Assignment: Please set down exactly the lines of the listing below from the line containing "box: [71, 145, 292, 310]" through the line containing "156L139 228L68 312L222", both lines included, leaving out all other lines.

BEGIN Data for analysis

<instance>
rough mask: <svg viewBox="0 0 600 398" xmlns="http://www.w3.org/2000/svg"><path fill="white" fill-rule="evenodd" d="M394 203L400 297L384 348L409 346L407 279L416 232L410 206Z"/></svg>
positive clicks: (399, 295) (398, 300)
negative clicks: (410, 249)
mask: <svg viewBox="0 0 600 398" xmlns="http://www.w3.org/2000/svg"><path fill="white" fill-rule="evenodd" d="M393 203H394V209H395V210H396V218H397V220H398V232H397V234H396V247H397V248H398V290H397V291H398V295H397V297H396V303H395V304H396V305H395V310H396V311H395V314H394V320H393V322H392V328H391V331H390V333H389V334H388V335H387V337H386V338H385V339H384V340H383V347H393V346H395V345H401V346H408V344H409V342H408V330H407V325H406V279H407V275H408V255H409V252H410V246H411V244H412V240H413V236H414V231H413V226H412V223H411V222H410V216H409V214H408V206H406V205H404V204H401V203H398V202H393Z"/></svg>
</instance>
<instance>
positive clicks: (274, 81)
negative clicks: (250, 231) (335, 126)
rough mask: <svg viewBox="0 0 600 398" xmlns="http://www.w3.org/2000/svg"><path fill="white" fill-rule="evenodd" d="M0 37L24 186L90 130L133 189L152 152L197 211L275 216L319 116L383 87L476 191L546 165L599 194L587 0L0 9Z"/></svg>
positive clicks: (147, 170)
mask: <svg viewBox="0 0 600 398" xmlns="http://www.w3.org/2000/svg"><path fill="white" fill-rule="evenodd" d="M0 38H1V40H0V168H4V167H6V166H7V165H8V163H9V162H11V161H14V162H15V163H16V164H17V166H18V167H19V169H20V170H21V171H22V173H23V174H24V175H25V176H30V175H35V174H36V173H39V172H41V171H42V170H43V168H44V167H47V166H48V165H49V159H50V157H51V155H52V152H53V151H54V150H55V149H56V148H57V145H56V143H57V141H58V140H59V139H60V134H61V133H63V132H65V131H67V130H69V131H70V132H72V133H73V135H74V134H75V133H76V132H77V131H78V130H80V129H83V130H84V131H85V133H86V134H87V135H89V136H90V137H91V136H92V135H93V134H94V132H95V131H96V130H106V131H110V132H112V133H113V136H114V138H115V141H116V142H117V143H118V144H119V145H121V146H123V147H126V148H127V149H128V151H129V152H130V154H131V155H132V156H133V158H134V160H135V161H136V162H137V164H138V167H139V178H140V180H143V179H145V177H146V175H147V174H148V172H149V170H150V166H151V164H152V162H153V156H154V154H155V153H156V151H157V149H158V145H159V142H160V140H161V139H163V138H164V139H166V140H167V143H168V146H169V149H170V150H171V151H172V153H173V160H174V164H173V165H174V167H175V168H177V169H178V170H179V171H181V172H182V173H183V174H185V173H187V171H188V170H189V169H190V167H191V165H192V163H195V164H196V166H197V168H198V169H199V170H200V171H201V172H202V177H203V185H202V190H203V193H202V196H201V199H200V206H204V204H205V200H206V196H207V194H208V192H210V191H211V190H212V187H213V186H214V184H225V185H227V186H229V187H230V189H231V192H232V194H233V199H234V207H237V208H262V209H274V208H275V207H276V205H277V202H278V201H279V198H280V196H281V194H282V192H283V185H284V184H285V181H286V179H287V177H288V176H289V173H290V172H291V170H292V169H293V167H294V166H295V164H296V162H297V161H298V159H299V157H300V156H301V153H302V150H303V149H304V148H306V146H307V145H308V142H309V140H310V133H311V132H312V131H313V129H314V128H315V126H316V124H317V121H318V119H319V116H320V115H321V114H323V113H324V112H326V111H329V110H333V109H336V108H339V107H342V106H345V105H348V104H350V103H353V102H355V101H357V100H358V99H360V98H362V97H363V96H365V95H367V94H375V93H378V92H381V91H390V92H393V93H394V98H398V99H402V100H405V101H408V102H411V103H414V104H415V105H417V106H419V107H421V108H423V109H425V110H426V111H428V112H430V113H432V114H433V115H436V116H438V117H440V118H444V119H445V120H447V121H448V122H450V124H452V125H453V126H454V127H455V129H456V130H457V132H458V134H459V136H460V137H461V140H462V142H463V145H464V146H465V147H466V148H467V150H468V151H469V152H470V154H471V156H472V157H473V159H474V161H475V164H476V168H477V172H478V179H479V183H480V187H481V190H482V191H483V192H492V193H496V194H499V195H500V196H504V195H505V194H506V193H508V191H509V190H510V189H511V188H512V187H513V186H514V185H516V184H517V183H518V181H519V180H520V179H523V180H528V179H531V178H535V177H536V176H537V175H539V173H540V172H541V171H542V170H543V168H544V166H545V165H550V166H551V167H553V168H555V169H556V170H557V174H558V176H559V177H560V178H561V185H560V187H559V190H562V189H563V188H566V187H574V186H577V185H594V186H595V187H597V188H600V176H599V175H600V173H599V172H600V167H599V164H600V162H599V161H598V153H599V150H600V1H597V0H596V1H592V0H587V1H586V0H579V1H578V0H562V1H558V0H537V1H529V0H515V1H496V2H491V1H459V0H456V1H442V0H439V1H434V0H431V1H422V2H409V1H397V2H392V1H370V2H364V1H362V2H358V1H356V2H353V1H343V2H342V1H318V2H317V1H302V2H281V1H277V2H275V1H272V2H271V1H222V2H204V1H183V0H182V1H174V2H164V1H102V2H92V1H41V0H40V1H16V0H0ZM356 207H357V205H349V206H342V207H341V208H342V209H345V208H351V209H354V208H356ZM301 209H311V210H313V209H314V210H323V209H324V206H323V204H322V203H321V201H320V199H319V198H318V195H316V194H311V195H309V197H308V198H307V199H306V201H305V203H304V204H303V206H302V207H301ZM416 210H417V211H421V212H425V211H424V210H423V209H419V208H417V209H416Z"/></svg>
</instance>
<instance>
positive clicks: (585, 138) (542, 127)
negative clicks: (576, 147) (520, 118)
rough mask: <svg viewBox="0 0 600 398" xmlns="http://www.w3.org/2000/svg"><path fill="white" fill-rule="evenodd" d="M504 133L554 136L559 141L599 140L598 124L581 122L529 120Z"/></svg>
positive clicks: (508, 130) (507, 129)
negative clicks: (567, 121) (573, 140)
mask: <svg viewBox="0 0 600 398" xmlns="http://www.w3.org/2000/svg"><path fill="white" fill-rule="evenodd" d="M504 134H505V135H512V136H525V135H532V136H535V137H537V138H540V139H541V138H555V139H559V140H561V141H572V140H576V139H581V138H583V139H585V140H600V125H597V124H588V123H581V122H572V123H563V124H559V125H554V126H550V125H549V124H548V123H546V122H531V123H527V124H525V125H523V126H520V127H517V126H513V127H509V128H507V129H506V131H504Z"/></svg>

END Data for analysis
BEGIN Data for analysis

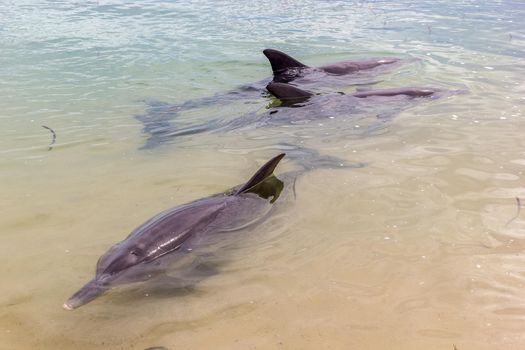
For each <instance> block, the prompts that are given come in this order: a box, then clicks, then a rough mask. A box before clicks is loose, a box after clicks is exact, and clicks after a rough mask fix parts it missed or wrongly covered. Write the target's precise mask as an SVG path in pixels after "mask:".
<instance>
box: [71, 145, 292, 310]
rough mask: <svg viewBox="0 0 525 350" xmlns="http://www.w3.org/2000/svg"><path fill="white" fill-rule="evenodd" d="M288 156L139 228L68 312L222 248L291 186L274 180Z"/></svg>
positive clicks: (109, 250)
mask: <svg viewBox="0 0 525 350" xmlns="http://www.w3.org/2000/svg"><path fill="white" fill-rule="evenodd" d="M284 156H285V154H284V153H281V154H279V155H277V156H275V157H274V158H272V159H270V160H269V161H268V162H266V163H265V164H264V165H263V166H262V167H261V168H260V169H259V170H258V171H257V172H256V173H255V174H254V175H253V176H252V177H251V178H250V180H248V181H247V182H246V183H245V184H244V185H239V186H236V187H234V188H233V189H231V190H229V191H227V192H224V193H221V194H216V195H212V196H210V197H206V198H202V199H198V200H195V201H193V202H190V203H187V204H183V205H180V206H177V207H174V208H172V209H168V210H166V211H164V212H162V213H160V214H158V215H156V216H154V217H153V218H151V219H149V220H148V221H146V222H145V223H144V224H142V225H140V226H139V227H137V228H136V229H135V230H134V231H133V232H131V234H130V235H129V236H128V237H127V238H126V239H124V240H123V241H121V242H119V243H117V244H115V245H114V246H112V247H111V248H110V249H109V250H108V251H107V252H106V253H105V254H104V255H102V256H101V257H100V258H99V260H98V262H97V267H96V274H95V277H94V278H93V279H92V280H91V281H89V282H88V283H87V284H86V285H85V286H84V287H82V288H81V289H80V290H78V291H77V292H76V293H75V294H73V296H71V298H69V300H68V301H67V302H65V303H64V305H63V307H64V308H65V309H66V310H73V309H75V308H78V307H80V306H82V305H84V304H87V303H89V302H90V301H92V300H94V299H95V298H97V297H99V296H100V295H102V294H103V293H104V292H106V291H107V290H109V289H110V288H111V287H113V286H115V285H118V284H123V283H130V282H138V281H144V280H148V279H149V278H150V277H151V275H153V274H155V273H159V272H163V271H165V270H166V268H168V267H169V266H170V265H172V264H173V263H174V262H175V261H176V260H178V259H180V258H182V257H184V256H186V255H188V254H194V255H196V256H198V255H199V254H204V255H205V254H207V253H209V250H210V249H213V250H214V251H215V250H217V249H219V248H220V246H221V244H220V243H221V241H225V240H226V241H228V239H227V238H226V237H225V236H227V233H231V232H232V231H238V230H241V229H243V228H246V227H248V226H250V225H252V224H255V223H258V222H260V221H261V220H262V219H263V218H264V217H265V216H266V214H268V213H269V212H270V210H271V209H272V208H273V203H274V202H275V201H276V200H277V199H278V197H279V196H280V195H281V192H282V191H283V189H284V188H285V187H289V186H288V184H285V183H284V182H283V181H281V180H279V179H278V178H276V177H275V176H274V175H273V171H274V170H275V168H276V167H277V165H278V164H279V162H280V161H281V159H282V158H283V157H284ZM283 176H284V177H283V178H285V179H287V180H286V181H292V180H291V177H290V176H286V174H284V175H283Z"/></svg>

END Data for analysis
BEGIN Data for analysis

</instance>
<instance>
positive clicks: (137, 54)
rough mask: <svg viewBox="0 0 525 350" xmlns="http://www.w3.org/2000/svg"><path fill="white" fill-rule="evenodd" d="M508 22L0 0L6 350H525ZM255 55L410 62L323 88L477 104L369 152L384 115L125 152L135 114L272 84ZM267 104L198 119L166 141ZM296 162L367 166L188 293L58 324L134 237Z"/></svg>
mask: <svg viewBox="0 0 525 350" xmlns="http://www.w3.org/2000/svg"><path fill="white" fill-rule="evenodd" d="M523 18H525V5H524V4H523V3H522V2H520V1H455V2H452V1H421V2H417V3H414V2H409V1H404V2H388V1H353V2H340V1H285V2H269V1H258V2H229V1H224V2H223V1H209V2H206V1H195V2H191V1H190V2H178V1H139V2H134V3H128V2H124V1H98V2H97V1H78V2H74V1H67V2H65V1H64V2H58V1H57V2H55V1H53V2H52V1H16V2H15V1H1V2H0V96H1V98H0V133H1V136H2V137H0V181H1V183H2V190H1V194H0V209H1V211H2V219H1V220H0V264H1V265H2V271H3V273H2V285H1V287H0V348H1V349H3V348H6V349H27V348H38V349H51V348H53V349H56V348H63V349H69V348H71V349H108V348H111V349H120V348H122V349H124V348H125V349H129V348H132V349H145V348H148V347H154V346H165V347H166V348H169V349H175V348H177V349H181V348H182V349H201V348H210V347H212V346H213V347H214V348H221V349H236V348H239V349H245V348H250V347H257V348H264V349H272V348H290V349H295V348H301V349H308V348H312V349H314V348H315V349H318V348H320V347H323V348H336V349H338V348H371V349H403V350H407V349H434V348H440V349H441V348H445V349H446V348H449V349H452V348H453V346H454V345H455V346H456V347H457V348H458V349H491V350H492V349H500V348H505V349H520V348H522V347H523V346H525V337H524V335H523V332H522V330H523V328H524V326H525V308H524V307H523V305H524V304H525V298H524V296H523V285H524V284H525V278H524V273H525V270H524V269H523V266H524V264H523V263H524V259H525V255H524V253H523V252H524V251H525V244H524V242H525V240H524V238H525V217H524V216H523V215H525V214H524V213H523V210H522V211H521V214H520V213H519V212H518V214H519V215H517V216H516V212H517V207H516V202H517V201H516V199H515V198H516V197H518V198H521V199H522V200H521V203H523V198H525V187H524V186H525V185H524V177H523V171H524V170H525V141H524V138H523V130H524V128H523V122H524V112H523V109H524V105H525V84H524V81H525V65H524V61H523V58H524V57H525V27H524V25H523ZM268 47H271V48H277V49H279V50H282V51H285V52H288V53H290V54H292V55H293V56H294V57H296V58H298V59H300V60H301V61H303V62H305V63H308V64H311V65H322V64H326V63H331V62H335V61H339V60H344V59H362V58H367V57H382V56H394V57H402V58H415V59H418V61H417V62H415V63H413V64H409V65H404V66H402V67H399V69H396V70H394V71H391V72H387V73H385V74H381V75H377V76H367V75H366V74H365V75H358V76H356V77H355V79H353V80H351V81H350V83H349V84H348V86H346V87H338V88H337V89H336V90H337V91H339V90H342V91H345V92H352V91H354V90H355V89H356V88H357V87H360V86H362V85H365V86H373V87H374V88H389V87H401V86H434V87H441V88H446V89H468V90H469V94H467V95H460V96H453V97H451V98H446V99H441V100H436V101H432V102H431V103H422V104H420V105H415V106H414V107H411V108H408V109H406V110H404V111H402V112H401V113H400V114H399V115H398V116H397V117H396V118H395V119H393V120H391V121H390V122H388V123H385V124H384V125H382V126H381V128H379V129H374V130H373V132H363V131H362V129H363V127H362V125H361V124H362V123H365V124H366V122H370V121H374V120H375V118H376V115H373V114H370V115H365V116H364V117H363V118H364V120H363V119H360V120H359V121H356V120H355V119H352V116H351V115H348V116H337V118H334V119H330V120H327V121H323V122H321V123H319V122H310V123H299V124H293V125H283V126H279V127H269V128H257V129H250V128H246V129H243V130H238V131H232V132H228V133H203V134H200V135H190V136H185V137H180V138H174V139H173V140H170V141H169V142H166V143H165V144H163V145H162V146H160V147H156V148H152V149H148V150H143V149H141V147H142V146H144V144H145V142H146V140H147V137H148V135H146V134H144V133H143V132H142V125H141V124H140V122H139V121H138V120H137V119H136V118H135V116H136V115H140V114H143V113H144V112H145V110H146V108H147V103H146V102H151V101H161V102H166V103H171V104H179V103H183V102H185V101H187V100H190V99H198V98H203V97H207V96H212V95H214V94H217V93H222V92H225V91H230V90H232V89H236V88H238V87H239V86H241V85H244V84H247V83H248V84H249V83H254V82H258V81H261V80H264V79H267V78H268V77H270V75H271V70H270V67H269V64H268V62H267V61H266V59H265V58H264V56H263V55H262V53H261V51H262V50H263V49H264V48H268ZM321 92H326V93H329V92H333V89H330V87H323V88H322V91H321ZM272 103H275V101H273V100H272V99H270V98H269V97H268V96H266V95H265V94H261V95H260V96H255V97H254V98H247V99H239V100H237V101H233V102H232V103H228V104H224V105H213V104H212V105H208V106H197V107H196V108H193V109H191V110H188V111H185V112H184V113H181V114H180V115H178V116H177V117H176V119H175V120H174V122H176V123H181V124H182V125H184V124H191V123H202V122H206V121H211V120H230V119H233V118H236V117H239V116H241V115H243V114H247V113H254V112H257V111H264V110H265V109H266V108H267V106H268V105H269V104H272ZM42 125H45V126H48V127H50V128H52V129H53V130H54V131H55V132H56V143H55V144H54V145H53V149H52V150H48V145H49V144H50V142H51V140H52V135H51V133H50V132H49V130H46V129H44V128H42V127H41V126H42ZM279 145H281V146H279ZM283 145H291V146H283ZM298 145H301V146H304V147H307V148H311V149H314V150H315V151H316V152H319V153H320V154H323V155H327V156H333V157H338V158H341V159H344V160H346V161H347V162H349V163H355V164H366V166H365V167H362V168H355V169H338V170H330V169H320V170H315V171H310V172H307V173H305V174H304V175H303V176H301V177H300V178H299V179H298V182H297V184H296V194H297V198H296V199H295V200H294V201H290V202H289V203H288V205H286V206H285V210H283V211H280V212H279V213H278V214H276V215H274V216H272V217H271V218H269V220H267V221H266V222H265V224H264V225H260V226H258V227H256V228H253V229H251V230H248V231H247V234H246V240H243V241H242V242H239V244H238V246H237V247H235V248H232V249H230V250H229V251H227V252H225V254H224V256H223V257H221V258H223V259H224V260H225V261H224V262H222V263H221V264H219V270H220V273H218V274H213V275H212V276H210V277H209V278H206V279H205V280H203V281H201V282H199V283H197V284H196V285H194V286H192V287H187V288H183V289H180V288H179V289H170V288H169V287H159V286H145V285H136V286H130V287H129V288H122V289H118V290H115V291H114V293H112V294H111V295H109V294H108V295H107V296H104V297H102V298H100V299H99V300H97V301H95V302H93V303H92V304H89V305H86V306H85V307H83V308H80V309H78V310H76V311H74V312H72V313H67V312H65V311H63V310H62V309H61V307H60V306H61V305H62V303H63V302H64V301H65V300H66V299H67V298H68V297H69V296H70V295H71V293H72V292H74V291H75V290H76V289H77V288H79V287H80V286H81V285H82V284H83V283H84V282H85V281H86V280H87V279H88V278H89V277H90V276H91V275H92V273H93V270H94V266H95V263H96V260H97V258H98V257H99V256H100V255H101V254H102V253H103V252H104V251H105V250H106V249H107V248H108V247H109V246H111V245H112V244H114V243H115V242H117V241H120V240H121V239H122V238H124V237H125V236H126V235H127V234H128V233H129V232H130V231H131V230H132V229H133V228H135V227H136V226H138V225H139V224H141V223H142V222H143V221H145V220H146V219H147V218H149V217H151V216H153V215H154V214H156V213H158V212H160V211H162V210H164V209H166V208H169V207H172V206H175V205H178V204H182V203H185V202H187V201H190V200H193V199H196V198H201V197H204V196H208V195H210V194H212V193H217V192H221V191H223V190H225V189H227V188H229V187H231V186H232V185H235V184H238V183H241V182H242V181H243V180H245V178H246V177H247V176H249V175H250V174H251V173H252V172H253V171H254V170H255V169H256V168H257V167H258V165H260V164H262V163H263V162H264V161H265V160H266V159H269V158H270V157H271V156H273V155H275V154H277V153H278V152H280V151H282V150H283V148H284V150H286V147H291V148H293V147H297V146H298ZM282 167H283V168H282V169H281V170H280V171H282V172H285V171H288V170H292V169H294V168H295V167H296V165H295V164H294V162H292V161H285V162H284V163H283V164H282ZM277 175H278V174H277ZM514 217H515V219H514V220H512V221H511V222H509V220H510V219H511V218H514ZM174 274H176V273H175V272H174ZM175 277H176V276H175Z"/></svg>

END Data for analysis

Solution for this task:
box: [71, 145, 292, 310]
rough mask: <svg viewBox="0 0 525 350" xmlns="http://www.w3.org/2000/svg"><path fill="white" fill-rule="evenodd" d="M288 156L139 228L68 312L222 248L291 186L274 180Z"/></svg>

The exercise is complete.